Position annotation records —
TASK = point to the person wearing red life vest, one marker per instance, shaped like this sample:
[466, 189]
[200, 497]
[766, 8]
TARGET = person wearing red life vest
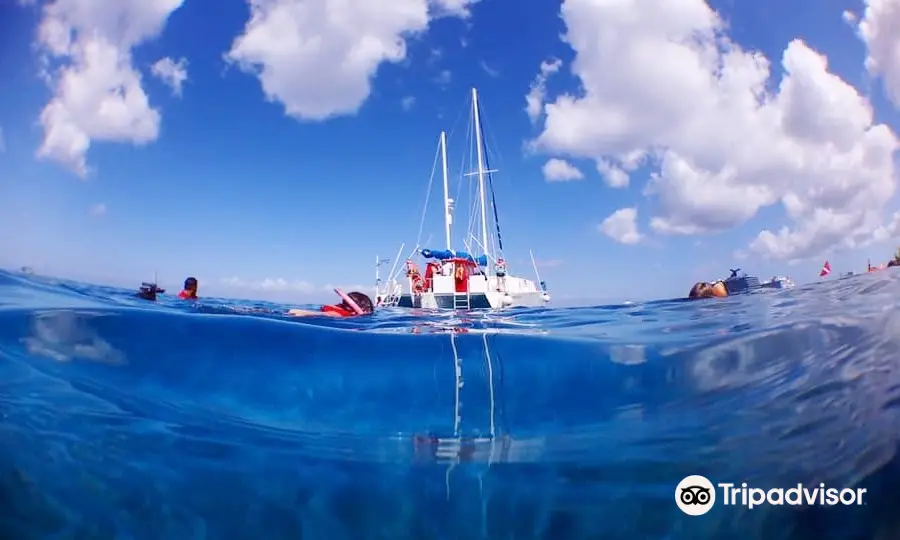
[352, 304]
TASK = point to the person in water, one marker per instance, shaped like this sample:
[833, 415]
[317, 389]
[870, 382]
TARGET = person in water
[704, 289]
[190, 289]
[352, 304]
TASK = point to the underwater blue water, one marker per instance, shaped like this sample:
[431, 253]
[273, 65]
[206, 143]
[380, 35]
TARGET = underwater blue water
[125, 419]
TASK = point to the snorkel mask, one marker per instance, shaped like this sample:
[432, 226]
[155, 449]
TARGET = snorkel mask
[349, 302]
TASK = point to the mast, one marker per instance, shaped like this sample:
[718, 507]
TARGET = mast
[448, 218]
[480, 150]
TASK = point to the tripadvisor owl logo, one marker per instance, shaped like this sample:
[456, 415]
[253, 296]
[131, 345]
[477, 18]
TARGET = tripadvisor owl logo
[695, 495]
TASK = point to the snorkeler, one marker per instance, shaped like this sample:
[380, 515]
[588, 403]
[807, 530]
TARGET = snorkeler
[148, 291]
[704, 289]
[190, 289]
[352, 305]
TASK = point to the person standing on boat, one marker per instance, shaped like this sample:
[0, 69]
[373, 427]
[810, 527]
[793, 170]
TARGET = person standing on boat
[353, 304]
[190, 289]
[704, 289]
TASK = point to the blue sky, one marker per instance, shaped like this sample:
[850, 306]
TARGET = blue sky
[225, 185]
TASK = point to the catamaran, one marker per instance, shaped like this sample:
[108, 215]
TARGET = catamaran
[459, 279]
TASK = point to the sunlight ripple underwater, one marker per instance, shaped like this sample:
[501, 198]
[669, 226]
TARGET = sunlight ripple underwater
[130, 420]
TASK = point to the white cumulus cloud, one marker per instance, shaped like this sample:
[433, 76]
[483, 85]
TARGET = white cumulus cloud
[880, 30]
[171, 72]
[622, 227]
[560, 170]
[318, 57]
[722, 139]
[534, 101]
[86, 51]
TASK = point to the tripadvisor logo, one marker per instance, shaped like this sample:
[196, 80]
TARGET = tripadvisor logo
[695, 495]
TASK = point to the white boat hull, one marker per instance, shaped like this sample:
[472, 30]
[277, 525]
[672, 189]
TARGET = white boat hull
[489, 300]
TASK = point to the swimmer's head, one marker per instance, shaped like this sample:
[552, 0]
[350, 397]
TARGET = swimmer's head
[704, 289]
[355, 302]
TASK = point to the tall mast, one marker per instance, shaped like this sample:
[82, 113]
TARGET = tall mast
[480, 150]
[448, 218]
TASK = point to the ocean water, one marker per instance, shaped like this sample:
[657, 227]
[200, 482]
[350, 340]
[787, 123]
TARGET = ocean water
[124, 419]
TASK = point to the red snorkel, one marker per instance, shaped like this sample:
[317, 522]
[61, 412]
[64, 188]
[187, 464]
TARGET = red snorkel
[341, 310]
[350, 302]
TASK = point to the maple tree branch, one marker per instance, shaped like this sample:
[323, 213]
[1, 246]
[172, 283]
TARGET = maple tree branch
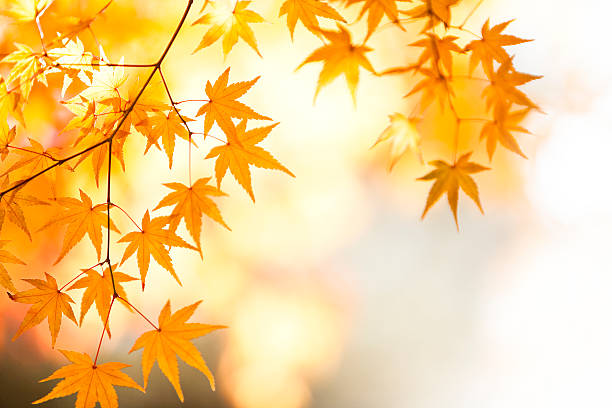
[115, 296]
[77, 277]
[139, 312]
[128, 215]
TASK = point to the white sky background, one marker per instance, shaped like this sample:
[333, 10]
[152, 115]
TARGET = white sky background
[516, 311]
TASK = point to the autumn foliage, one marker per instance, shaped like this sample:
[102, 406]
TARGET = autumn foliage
[112, 101]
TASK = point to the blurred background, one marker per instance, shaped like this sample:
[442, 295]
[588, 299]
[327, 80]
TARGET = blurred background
[334, 291]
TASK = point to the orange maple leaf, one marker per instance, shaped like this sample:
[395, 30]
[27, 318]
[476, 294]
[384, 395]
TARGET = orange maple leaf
[7, 257]
[230, 24]
[449, 178]
[222, 105]
[172, 339]
[99, 289]
[91, 382]
[48, 301]
[307, 11]
[82, 217]
[490, 47]
[151, 240]
[240, 151]
[376, 9]
[340, 56]
[190, 203]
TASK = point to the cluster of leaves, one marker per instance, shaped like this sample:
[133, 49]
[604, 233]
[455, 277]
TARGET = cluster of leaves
[110, 106]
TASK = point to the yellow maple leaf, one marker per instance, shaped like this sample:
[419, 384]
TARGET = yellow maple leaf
[172, 339]
[168, 127]
[490, 47]
[376, 9]
[240, 151]
[307, 11]
[82, 217]
[24, 11]
[91, 382]
[404, 136]
[99, 289]
[229, 23]
[222, 105]
[151, 240]
[47, 301]
[449, 178]
[190, 203]
[7, 257]
[340, 56]
[500, 128]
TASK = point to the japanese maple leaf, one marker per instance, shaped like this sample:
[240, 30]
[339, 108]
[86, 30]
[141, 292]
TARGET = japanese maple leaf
[449, 178]
[82, 217]
[499, 130]
[26, 70]
[376, 9]
[168, 127]
[26, 10]
[172, 338]
[229, 23]
[7, 257]
[404, 136]
[307, 12]
[434, 10]
[47, 301]
[90, 381]
[490, 47]
[340, 56]
[151, 240]
[11, 203]
[503, 87]
[190, 203]
[99, 289]
[222, 105]
[240, 151]
[439, 50]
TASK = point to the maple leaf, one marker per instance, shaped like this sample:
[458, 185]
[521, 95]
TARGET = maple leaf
[10, 206]
[190, 203]
[99, 289]
[307, 11]
[168, 127]
[404, 136]
[82, 217]
[48, 301]
[150, 240]
[449, 178]
[230, 24]
[490, 47]
[240, 151]
[91, 382]
[26, 10]
[503, 86]
[435, 11]
[500, 127]
[172, 339]
[222, 105]
[7, 257]
[340, 56]
[26, 70]
[376, 9]
[438, 50]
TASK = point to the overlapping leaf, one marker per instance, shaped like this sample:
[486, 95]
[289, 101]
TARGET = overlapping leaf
[172, 338]
[93, 383]
[47, 302]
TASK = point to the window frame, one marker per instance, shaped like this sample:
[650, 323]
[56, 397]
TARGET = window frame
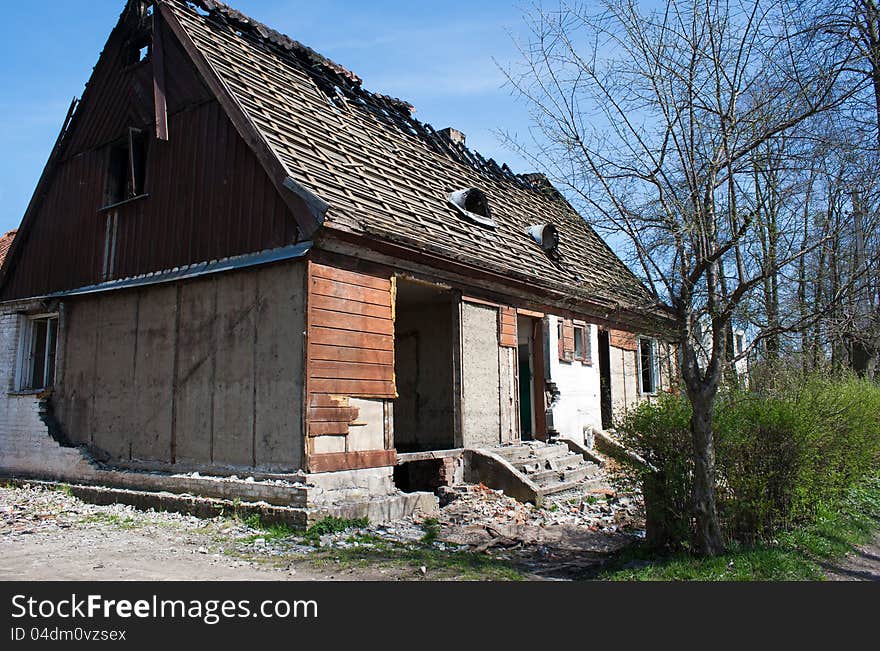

Direction —
Set down only the lines running from the line with "TASK = point to the maple leaf, one" to the end of the entries, inclusive; omit every picture.

Completed task —
TASK = point to the maple leaf, one marker per instance, shaped like this sample:
[458, 185]
[521, 95]
TARGET = maple leaf
[10, 206]
[190, 203]
[99, 289]
[307, 11]
[168, 127]
[404, 136]
[82, 217]
[48, 301]
[150, 240]
[449, 178]
[230, 24]
[490, 47]
[240, 151]
[91, 382]
[26, 10]
[503, 86]
[435, 11]
[500, 127]
[172, 339]
[222, 105]
[7, 257]
[340, 56]
[26, 70]
[376, 9]
[438, 50]
TASK = point to the overlapping leaf, one marker per instance, shaped like this sample:
[486, 95]
[289, 101]
TARGET = overlapping leaf
[172, 338]
[93, 383]
[47, 302]
TASK = point to the window frame, one marker per instance, shaped like this sample:
[650, 323]
[56, 397]
TARGET = window frame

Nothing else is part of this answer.